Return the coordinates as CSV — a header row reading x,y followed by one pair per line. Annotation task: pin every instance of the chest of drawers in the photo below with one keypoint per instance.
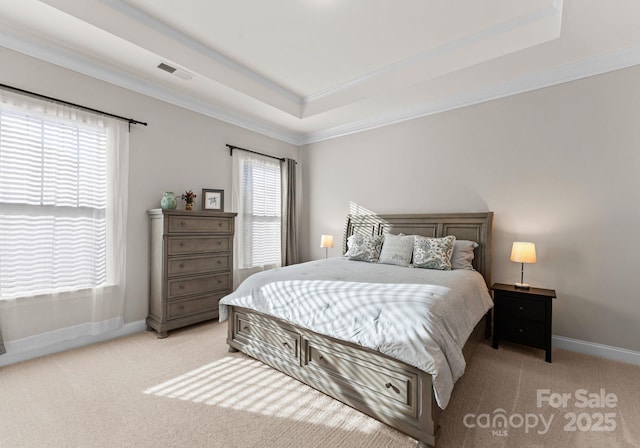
x,y
191,266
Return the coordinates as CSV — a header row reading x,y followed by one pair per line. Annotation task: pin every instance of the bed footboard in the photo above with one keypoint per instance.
x,y
388,390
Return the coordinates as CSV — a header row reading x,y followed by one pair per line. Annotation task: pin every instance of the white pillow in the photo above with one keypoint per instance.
x,y
396,249
433,253
462,257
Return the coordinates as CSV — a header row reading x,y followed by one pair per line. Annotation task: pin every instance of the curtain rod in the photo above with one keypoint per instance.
x,y
78,106
231,148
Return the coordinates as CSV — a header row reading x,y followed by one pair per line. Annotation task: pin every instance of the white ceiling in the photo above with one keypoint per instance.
x,y
307,70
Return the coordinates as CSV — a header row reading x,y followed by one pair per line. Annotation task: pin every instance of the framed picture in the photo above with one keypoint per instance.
x,y
212,200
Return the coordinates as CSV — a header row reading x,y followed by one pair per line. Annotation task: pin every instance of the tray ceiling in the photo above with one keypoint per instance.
x,y
307,70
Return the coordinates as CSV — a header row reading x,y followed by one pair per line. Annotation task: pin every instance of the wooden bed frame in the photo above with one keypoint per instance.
x,y
388,390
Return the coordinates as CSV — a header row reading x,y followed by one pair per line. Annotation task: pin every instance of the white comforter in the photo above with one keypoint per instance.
x,y
422,317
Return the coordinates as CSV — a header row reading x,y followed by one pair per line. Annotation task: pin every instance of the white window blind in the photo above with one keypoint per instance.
x,y
261,212
53,203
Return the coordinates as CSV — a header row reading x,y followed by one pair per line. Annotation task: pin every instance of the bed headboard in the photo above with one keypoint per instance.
x,y
476,227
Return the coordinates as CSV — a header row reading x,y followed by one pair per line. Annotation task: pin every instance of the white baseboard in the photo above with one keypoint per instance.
x,y
599,350
66,339
81,335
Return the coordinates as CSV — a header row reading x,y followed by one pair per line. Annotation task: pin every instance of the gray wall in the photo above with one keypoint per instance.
x,y
558,166
179,150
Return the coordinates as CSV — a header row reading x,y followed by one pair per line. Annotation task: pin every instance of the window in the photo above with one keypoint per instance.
x,y
55,191
259,211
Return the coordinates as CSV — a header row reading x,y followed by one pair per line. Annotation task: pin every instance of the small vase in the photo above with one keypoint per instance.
x,y
168,201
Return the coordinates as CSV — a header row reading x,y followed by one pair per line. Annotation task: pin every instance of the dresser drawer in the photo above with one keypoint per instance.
x,y
197,245
267,337
185,286
524,332
197,265
522,308
392,388
202,224
183,308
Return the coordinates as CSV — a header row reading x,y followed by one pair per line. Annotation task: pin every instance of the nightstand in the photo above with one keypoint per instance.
x,y
523,316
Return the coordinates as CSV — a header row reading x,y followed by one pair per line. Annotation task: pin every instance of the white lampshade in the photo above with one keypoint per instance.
x,y
326,241
522,252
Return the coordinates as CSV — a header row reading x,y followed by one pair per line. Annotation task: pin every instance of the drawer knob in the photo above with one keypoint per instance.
x,y
391,386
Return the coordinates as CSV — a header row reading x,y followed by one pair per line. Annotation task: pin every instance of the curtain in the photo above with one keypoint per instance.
x,y
289,214
63,213
256,197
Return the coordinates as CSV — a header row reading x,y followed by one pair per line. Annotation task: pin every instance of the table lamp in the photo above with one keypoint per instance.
x,y
522,252
326,241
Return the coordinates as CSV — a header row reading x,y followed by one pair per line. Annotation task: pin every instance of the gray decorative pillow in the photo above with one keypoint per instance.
x,y
462,257
433,253
364,248
396,249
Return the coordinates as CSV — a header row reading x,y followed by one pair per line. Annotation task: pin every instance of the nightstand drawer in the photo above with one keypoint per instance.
x,y
519,308
524,332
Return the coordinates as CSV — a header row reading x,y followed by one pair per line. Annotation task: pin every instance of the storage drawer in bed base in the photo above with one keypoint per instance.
x,y
388,390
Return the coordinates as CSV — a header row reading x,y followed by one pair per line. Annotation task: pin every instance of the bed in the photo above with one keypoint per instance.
x,y
398,383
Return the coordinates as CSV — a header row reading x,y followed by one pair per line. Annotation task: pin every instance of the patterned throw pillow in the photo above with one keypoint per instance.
x,y
396,249
433,253
364,248
462,256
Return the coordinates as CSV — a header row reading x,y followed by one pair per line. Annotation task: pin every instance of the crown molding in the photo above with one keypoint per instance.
x,y
450,47
73,61
546,78
593,66
145,19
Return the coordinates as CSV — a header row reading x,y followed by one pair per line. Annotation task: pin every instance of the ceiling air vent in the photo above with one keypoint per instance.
x,y
175,71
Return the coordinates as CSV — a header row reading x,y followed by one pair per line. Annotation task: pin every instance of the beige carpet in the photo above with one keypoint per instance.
x,y
187,391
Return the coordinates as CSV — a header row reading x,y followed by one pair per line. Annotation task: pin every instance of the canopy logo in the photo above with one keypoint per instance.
x,y
499,422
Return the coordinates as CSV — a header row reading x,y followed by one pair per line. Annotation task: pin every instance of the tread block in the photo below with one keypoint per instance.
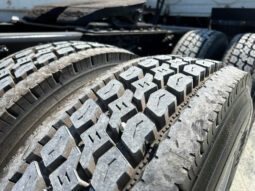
x,y
33,154
58,148
32,179
180,85
121,110
165,171
23,70
209,66
43,51
80,46
4,72
46,58
161,74
148,64
163,58
18,174
177,65
23,53
132,74
97,142
65,51
143,88
26,59
6,63
86,116
138,132
197,72
113,90
112,171
66,177
161,106
5,84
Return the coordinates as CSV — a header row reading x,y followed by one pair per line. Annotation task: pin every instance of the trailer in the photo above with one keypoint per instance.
x,y
125,95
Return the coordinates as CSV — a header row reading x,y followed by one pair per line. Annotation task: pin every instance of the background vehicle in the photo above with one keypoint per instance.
x,y
79,113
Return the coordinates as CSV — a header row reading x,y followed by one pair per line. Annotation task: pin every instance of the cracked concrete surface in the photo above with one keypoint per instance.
x,y
244,179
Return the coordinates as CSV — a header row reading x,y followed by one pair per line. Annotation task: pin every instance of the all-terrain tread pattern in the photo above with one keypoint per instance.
x,y
178,157
120,137
31,75
194,42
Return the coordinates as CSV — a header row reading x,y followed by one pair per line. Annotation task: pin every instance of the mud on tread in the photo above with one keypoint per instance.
x,y
114,162
201,44
31,75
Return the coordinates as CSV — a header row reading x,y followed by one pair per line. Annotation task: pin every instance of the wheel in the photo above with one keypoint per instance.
x,y
202,44
241,53
35,80
153,123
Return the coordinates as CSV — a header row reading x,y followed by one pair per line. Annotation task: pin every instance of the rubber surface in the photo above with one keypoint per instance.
x,y
151,118
29,77
241,53
202,44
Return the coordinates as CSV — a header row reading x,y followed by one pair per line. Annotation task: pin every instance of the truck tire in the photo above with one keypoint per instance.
x,y
202,44
34,80
241,53
154,123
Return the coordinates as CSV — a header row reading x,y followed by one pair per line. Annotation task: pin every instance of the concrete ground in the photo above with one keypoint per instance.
x,y
244,179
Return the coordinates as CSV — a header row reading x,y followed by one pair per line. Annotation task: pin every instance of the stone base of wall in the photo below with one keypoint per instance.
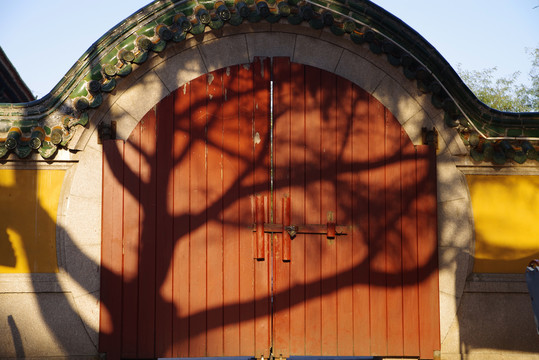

[Work required]
Rescale everything from the line containing "of the rubber" down to the end of the entries by repeating those lines, requests included, with each x,y coordinate in the answers multiplied by 1.9 and rounded to a whole number, halves rounding up. Leave the pictures out.

[Complete output]
Return the coordinates as CSV — a header row reading x,y followed by one pair per line. Annotation task: pin every instance of the rubber surface in the photo above with one keypoint per instance.
x,y
287,224
55,146
458,101
384,84
Return the coordinates as CSV — a header row reading x,y followed by one pair per line. Annotation task: pin every instance of the truck tire in the photo above with one keypoint per instance.
x,y
384,84
65,152
458,101
293,234
Return the coordinates as CSV — a header row reading x,y followed by one pair per line. Annotation task: pin every instance of the concrete ground in the photo above with one keypoint per instance.
x,y
464,340
Return the coordinates as CSV — a header row reading x,y followed by one pair per line. Annotation task: pin every instance of the stone base of wall in the photo below with one keypoint per instance.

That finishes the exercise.